» Direction: Pick out every line of the data below that contains the string "green" and copy each such line in full. Case counts, so a line matches only if the letters have the same capitalization.

» Data shown:
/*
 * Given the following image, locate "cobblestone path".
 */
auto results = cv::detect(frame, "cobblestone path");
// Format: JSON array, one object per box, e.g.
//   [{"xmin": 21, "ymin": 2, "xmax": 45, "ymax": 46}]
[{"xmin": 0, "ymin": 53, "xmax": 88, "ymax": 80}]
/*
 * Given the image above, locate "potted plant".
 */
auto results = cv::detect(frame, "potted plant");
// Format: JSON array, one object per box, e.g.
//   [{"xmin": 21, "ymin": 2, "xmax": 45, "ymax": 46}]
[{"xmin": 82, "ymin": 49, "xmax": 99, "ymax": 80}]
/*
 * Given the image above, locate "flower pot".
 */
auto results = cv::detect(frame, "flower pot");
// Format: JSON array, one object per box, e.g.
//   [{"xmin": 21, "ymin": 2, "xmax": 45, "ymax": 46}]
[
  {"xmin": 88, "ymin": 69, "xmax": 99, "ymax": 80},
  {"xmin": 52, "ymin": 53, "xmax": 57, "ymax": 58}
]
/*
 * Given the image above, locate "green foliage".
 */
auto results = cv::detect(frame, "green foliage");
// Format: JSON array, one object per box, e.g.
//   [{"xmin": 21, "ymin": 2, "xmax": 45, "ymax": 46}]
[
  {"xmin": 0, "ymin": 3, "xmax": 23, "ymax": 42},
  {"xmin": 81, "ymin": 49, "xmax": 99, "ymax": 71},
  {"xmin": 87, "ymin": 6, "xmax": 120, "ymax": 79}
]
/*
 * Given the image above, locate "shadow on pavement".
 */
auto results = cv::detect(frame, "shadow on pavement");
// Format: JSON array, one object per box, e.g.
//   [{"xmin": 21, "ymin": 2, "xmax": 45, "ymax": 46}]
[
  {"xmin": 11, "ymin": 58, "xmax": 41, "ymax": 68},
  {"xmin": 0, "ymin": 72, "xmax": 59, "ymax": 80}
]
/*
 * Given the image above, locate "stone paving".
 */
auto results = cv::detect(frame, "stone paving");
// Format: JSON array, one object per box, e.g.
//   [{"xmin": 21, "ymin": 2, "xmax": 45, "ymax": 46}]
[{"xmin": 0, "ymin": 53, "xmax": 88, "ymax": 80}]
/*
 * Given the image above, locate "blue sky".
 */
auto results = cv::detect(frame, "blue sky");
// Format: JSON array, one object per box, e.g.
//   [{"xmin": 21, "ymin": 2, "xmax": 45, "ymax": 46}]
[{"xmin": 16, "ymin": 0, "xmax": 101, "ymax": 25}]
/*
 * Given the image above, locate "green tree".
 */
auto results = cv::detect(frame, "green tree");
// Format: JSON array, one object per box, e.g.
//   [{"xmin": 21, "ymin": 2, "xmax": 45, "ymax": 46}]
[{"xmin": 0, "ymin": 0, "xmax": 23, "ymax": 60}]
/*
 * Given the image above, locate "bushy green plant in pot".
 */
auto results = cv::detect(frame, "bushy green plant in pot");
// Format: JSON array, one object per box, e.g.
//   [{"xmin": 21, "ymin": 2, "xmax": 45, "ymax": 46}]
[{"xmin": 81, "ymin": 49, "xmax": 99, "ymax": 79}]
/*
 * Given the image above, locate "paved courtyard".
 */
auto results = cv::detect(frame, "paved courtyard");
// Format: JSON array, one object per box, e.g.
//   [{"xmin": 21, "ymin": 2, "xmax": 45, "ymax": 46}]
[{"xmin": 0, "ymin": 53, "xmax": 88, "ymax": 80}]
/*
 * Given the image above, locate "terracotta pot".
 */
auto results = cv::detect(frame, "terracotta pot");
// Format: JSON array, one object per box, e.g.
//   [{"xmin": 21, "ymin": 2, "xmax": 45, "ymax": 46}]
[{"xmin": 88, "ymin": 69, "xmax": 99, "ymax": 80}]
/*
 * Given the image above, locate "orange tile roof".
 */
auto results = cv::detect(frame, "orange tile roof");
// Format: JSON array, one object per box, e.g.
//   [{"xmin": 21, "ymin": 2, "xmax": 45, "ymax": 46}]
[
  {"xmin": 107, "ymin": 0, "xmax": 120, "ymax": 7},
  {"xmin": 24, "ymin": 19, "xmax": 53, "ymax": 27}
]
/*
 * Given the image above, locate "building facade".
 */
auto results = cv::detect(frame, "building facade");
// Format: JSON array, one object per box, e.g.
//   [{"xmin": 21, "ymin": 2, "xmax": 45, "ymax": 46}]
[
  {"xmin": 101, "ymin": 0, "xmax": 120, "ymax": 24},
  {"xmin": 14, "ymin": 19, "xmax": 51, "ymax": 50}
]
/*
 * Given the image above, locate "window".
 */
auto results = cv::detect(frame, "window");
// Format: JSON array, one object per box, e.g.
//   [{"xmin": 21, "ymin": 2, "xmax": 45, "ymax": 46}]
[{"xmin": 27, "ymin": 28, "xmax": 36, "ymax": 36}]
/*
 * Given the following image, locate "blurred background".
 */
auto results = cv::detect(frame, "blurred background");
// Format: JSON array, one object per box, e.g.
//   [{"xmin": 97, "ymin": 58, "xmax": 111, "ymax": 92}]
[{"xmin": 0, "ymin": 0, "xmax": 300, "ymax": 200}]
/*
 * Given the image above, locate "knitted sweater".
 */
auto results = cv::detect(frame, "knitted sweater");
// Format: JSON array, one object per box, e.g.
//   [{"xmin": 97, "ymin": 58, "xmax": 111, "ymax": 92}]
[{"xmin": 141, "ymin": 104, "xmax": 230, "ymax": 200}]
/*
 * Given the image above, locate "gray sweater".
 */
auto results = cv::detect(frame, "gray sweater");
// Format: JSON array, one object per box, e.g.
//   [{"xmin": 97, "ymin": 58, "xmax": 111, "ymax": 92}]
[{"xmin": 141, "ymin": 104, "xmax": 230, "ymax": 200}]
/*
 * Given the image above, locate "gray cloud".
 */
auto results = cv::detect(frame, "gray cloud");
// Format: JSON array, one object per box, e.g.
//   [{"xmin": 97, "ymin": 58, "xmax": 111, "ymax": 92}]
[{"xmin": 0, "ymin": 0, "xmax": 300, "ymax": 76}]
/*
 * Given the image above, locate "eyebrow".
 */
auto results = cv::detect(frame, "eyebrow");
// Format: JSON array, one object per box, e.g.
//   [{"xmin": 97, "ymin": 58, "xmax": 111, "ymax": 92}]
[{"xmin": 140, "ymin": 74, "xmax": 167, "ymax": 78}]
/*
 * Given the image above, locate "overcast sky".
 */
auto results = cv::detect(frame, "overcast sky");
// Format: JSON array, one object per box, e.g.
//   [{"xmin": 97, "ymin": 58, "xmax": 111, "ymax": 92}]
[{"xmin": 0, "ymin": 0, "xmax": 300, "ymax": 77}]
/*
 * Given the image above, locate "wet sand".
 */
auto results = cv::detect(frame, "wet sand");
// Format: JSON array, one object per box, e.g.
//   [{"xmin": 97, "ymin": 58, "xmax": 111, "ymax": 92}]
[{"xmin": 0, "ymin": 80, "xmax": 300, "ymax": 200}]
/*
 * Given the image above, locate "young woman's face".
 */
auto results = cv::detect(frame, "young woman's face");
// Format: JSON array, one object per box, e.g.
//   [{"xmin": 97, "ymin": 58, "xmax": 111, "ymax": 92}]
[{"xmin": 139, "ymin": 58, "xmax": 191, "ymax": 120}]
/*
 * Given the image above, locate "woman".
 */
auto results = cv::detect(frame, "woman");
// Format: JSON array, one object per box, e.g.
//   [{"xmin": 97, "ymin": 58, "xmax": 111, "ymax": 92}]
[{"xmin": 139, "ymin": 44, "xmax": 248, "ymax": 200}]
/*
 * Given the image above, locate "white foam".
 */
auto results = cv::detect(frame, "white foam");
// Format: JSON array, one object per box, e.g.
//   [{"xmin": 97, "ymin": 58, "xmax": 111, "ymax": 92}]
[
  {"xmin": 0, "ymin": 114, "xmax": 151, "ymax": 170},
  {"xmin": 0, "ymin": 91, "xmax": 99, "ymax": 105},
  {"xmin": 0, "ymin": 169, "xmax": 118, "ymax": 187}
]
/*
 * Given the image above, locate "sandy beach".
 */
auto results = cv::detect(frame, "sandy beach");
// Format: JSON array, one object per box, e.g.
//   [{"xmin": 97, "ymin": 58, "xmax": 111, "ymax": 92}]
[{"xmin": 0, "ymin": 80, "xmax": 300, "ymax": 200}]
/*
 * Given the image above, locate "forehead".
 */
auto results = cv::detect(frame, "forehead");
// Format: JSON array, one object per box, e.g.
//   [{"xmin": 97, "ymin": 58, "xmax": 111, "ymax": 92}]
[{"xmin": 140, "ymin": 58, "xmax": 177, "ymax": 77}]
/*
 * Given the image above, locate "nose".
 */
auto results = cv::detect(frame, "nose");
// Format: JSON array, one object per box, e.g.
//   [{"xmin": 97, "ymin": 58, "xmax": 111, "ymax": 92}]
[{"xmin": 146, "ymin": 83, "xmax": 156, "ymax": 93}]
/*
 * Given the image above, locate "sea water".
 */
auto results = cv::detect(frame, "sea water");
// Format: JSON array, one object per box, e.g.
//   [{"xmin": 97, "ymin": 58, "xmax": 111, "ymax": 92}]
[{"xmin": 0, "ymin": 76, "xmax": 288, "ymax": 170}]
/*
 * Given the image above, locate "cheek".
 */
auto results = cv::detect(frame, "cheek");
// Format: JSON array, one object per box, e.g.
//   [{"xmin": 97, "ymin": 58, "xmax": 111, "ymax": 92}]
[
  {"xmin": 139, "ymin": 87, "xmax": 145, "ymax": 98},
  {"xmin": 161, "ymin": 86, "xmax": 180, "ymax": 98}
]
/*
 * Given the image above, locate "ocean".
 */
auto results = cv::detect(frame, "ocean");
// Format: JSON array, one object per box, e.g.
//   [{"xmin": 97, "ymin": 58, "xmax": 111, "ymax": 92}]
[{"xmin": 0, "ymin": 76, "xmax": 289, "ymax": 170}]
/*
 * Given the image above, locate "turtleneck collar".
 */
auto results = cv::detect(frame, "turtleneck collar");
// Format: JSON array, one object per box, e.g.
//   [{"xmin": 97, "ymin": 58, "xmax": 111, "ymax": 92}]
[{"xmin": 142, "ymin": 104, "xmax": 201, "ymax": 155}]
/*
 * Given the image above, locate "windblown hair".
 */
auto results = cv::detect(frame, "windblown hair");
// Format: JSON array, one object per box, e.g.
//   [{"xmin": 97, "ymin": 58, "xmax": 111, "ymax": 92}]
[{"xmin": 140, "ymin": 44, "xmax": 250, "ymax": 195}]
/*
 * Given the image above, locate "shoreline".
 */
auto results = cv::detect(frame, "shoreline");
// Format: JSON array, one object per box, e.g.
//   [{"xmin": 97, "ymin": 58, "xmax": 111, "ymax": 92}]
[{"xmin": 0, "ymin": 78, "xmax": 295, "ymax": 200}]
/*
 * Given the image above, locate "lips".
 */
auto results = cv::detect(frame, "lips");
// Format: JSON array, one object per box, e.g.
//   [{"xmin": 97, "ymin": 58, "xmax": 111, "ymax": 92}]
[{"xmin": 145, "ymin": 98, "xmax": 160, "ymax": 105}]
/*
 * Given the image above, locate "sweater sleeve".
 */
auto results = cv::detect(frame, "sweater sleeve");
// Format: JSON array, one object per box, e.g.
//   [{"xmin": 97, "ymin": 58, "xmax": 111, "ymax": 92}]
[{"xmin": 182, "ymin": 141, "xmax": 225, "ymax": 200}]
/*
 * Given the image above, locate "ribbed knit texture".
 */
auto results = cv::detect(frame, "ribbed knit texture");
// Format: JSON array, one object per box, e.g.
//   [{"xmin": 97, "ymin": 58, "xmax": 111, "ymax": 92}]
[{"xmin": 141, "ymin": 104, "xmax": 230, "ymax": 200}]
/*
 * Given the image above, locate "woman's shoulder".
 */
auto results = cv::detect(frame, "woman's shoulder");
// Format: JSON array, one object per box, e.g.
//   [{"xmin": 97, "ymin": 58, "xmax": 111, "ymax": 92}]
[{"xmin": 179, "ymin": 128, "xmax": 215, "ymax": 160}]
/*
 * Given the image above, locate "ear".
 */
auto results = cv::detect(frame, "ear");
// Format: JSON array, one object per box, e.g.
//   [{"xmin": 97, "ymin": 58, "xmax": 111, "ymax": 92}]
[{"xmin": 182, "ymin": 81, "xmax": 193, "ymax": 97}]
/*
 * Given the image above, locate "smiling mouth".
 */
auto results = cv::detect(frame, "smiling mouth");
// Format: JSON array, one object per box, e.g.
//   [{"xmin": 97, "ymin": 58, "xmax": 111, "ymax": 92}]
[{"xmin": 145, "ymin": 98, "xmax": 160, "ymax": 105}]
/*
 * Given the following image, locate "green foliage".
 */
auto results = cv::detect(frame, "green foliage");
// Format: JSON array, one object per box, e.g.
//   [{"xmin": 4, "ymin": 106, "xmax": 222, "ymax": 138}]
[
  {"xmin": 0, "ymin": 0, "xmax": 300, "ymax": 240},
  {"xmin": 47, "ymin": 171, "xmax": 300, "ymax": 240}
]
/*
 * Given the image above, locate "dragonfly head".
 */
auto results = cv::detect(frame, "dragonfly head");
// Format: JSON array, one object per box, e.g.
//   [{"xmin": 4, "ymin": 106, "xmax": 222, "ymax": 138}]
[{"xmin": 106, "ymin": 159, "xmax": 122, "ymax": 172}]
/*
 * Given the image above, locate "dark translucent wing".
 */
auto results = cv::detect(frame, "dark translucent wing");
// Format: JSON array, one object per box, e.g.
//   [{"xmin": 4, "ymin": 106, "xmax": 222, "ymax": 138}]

» Final answer:
 * Given the image above, locate "green foliage".
auto results = cv::detect(frame, "green foliage");
 * Given the image above, locate "green tree".
auto results = cv::detect(frame, "green tree");
 * Given the image above, locate "bushy green plant in pot".
auto results = cv::detect(frame, "bushy green plant in pot");
 * Given the following image, locate "green foliage".
auto results = cv::detect(frame, "green foliage");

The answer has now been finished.